EXTRACT TO READ -
——
Tuesday, June 15, 2010

RUMOR - Tampa Bay Seawater Desalinisation Plant


CSA


The Connecticut Survivalist Alliance (CSA) Intelligence Unit
has been bombarded with questions related to the oil crisis.
One of the most common is on the Tampa Bay Seawater Desalinisation Plant.
There are several "unfounded" rumors circulating as well as a couple of
real concerns.

Tampa Bay Water,
says it would likely stop operations if the spill became a real threat.
Our plan of attack would be to shut down our valves that pull in raw water
from the power plant
,”
says Chuck Cardon, director of operations and facilities.
He says a shutdown would not impact Tampa’s water supply,
as the city has enough sources of ground and surface water to make up for a
temporary
loss.

There are nineteen thermoelectric power plants on the coasts of Florida,
Mississippi,and Texas that suck in a total of 51 billion liters of seawater per day,
according to a 2005 survey by the U.S. Energy Information Administration.

The water piped into these plants are directed through thousands of metal tubes
inside a condenser, where it cools and condenses steam from the plant’s turbines.
——
THE TASKS -
1. In the post about the Tampa Bay seawater desalination plant, what daily seawater intake does the 2005 survey attribute to the nineteen coastal thermoelectric power plants?
2. Write the next part of the post on the Tampa Bay seawater desalination plant, picking up after its final sentence about the condenser tubes.

DATA LINES -
——
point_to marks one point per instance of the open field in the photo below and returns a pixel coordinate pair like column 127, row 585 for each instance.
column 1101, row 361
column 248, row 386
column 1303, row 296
——
RESULTS BY TASK -
1. A total of 51 billion liters of seawater per day.

2.
The condensed steam gets pumped back to the boiler to drive the turbine,
and the heated saltwater flows back into the sea.

Energy companies operating the plants worry that if a slick spreads to their
intake canals, oil could get into the cooling machinery and potentially shut down the plant.
However, they say they have taken enough precautions so that oil contamination
likely won’t be an issue.

Larger tar ball such as this one ton monster are becoming a real concern however.



Rolling brownouts are a possibility if these and the oil makes it to a plants intake
canals.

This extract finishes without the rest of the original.